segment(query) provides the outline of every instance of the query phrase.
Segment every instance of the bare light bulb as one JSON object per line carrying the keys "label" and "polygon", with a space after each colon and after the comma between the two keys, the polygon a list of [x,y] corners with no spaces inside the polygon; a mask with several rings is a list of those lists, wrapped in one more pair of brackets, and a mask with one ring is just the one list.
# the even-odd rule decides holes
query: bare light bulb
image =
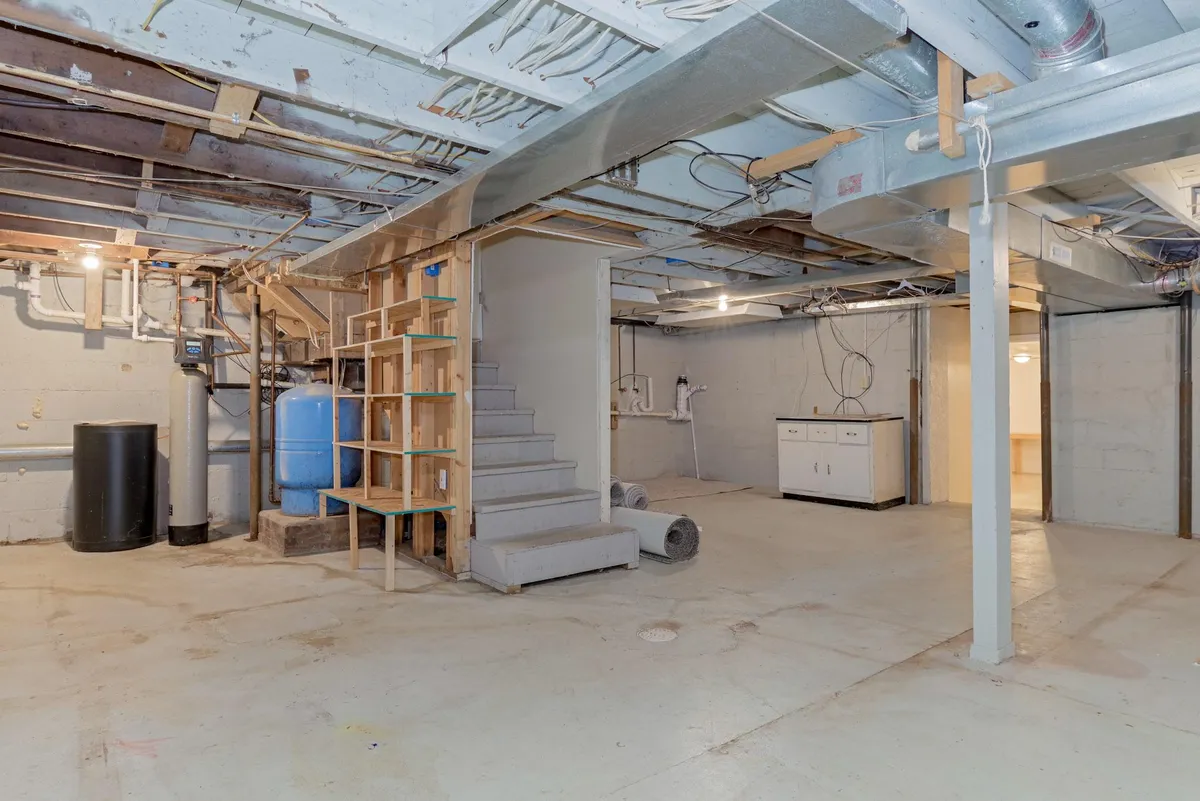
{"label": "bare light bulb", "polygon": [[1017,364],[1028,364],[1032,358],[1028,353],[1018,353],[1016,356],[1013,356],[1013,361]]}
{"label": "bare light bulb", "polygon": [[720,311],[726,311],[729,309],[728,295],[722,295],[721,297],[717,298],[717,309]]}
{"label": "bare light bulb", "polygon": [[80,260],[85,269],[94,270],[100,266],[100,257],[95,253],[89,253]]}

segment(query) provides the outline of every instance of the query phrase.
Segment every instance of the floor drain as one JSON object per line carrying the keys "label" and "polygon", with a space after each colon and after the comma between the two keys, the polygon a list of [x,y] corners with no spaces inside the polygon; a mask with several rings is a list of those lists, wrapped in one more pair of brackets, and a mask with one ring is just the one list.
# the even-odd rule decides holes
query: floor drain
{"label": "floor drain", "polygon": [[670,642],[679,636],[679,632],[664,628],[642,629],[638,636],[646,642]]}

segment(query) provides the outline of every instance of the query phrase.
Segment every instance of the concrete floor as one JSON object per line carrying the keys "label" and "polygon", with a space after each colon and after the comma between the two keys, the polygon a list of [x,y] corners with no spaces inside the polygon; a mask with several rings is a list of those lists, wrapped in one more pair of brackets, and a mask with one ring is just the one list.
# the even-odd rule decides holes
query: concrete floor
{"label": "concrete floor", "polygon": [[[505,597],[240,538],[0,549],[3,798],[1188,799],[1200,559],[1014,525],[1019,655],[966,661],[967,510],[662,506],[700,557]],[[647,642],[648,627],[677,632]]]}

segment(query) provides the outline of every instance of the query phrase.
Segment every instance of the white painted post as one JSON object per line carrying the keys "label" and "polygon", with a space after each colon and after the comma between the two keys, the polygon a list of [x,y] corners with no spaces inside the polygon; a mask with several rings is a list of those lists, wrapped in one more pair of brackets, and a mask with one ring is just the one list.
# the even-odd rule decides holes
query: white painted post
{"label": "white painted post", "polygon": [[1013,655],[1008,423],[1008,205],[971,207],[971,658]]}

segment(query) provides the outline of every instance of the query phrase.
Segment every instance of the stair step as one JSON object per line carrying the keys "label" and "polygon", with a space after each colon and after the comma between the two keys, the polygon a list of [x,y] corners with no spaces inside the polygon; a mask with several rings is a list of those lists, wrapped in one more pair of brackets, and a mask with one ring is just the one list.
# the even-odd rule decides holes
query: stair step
════════
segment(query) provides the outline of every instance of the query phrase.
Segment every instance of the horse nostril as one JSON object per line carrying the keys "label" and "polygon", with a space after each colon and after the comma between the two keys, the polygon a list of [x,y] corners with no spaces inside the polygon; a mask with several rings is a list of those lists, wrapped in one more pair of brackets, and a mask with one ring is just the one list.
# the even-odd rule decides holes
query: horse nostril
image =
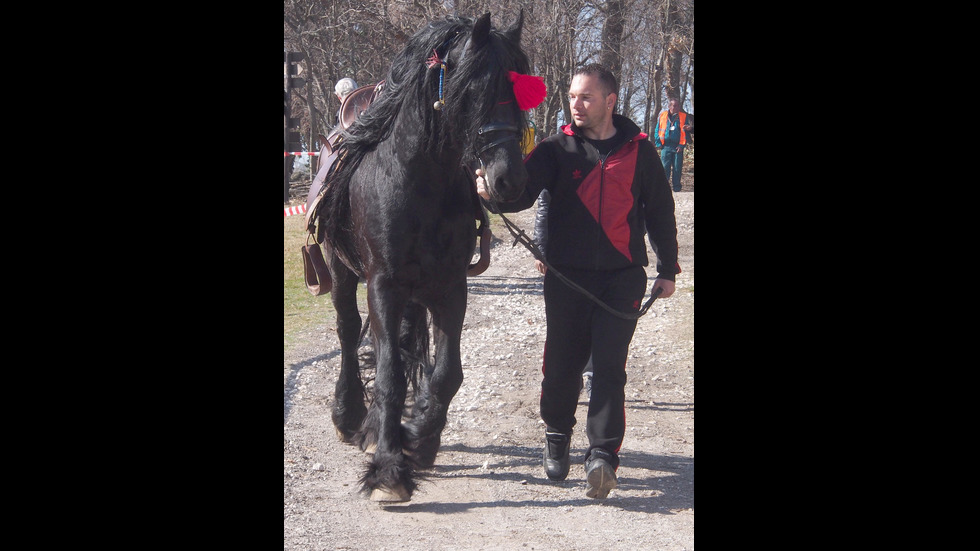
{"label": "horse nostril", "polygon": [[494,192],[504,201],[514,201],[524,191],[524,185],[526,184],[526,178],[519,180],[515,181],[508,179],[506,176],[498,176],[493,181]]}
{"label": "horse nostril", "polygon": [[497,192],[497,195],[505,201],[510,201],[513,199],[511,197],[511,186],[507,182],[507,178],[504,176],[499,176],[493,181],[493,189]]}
════════
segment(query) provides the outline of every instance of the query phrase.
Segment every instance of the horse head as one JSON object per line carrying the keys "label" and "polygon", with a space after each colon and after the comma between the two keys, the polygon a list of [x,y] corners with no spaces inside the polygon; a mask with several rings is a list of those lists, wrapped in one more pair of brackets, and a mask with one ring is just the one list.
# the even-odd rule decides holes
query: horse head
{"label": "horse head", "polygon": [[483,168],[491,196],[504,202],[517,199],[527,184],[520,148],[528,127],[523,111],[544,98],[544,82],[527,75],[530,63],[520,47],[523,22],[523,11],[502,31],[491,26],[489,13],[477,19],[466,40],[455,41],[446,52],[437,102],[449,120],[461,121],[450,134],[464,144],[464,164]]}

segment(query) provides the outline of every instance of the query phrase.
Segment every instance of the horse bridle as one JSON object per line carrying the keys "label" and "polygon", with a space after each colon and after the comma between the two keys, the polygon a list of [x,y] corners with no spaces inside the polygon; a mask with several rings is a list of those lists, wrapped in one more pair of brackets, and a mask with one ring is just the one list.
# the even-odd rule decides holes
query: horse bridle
════════
> [Activity]:
When the word "step" turns up on a line of the material above, copy that line.

> [Exercise solution]:
Segment every instance of the stair step as one JSON object per line carrying the keys "label" and "polygon", with a space after each colon and after the comma between the two keys, the polygon a list of [x,y] corners with no spaces inside the polygon; a mask with several rings is a list of those lists, wrapped in one more pair of brackets, and a mask with one ring is just the one list.
query: stair step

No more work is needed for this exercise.